- **Quoted passage**
* * * * *

By Chris Lang
Maasai Indigenous people living in Loliondo Division of Ngorongoro District in Tanzania continue to be threatened with evictions. Since 1992, the government has issued permits on an area of 4,000 square kilometres of land to a hunting tourism company called Otterlo Business Corporation. The company is owned by Dubai Royals.
Neither the Tanzanian government, nor Otterlo Business Corporation, has ever sought the free, prior and informed consent of the Maasai about the hunting on their land. The government is once again threatening to evict the Maasai from an area of 1,500 square kilometres of land. This land provides important grazing land for the Maasai’s livestock during the dry season.
Last week, Al Jazeera’s The Stream asked, “Why are Tanzania’s Maasai being forced off their ancestral land?”
The discussion featured Joseph Moses Oleshangay, a human rights lawyer from Ngorongoro and Erick Kabendera, a Tanzanian investigative journalist based in London. Edward Porokwa, of the Pastoralists Indigenous Non Governmental Organization’s Forum (Pingo’s Forum) should have taken part but technical problems prevented him from doing so.
“Land is a source of knowledge, a source of life, a source of identity”

* * * * *

- **Data provided**
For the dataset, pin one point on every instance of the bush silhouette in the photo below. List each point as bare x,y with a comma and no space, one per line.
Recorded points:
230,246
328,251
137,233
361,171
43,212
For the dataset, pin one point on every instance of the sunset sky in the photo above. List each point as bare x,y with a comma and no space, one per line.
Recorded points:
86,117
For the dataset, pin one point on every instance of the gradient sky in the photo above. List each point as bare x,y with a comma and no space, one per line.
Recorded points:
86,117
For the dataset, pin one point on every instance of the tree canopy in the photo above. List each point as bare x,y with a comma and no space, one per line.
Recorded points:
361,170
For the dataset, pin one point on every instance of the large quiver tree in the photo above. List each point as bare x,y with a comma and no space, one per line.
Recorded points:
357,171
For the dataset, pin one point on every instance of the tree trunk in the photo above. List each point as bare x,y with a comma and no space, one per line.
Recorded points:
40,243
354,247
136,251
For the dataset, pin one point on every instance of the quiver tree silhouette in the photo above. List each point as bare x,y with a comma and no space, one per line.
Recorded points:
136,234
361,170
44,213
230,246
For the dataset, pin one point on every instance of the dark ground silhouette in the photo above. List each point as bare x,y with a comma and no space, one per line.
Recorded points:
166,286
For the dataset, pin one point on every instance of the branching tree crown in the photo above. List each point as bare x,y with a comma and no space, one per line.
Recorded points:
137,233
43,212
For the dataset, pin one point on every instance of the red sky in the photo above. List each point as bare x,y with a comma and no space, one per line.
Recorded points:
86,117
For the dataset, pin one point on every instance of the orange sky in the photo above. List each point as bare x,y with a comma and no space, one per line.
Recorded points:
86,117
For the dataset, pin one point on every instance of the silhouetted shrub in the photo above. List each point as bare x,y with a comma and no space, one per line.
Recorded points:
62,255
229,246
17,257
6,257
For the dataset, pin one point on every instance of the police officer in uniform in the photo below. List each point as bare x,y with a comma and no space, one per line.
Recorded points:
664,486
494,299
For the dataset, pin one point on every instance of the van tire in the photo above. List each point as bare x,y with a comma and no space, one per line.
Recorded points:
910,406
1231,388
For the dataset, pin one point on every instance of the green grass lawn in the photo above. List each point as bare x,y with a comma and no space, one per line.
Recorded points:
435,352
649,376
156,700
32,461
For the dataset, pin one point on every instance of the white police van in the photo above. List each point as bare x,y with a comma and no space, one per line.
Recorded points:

* * * * *

- **Task to carry out**
Reproduce the stretch from "By Chris Lang" through "the dry season." in the article about the Maasai of Loliondo, word for word. Rely only on the article about the Maasai of Loliondo; ignore the records.

- **Written answer**
By Chris Lang
Maasai Indigenous people living in Loliondo Division of Ngorongoro District in Tanzania continue to be threatened with evictions. Since 1992, the government has issued permits on an area of 4,000 square kilometres of land to a hunting tourism company called Otterlo Business Corporation. The company is owned by Dubai Royals.
Neither the Tanzanian government, nor Otterlo Business Corporation, has ever sought the free, prior and informed consent of the Maasai about the hunting on their land. The government is once again threatening to evict the Maasai from an area of 1,500 square kilometres of land. This land provides important grazing land for the Maasai’s livestock during the dry season.